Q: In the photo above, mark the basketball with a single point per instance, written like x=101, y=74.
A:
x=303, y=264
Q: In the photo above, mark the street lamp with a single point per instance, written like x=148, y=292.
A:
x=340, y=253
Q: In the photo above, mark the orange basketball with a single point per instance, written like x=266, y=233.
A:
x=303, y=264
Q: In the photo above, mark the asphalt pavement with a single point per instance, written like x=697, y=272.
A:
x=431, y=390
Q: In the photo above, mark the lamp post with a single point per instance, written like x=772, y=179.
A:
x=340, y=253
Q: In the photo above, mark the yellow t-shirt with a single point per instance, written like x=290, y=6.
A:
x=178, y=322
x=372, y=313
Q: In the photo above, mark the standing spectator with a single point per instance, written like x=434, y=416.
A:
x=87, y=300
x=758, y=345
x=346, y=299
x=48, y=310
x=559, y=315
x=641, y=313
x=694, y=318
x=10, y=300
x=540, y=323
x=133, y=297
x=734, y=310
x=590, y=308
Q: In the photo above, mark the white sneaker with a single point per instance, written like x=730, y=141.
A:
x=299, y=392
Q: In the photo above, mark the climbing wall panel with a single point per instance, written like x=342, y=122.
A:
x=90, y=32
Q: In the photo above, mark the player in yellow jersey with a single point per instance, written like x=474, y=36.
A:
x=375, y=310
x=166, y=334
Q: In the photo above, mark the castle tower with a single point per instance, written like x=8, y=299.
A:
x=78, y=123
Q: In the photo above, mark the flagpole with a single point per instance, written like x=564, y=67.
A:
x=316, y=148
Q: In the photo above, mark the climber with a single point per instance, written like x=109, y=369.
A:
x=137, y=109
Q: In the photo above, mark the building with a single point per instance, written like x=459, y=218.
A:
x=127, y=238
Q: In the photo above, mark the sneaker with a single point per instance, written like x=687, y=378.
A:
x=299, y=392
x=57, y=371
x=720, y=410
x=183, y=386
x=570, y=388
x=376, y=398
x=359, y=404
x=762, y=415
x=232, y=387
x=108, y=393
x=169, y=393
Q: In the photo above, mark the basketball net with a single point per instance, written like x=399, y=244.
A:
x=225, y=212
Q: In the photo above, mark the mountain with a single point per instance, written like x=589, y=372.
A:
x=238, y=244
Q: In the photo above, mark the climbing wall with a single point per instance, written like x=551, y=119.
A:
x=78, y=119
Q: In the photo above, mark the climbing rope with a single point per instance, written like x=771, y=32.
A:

================

WHAT YOU SHOULD DO: Render the lines from the one containing "Q: In the photo above, mark the lamp" through the one containing "x=372, y=313", inclusive, as a Markdown table with the columns No. and Line, one row per line and blank lines omitted.

RESPONSE BELOW:
| No. | Line |
|---|---|
| 1 | Q: In the photo above, mark the lamp post with a single point per instance, written like x=772, y=179. |
| 2 | A: |
| 3 | x=340, y=253 |
| 4 | Q: In the photo above, mark the yellow t-shirt with a single point per instance, written like x=290, y=6. |
| 5 | A: |
| 6 | x=178, y=322 |
| 7 | x=372, y=313 |